> Aim
How many lines in the records below contain the string "same"? Match case exactly and reply with the number alone.

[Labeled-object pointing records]
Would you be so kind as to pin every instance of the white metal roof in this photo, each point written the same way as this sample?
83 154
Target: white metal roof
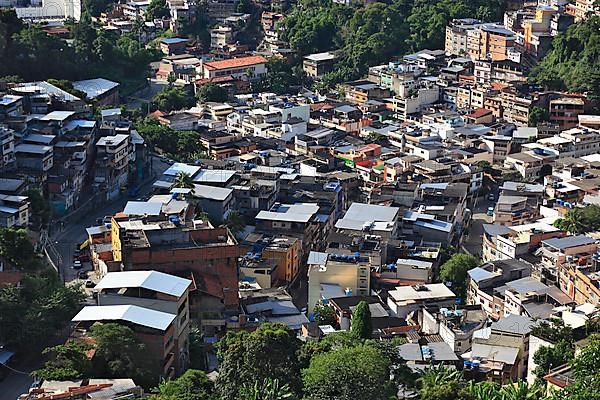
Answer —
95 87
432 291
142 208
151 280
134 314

* * *

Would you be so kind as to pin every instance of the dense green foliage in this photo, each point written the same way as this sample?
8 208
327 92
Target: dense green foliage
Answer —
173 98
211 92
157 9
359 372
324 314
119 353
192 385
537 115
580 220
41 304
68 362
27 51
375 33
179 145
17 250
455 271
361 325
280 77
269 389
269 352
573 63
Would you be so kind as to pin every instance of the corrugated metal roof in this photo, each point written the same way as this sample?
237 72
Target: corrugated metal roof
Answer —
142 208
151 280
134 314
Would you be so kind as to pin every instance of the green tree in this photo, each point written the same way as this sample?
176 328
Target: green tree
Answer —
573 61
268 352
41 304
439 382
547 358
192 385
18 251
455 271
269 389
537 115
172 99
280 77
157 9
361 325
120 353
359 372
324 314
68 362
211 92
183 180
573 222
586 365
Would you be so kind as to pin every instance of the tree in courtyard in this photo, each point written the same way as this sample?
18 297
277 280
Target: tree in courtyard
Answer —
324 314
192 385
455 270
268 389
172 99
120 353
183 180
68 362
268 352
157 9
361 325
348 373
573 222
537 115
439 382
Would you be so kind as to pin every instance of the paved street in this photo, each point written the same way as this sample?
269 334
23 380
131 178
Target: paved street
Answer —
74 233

--

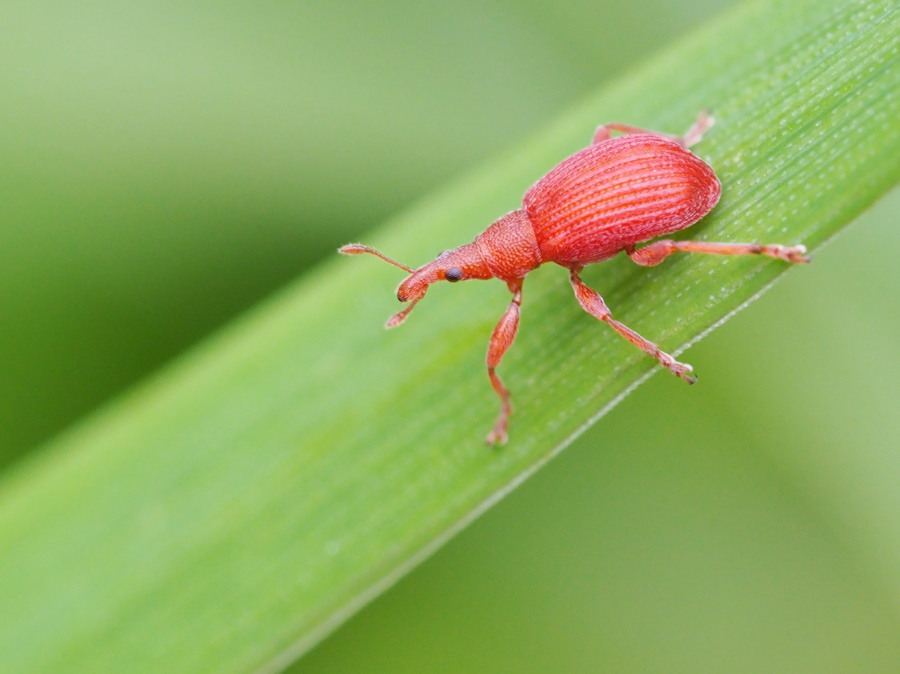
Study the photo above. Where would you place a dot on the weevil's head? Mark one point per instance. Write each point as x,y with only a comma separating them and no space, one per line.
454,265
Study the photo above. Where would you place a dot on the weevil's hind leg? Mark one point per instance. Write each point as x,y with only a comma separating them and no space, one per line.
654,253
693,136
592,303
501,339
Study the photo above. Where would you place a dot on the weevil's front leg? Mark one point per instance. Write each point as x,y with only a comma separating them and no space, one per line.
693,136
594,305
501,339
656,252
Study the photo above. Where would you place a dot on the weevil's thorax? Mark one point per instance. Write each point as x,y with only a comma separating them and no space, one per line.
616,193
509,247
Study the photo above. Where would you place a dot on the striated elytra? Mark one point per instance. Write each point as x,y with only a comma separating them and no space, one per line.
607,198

> Response for this exercise
6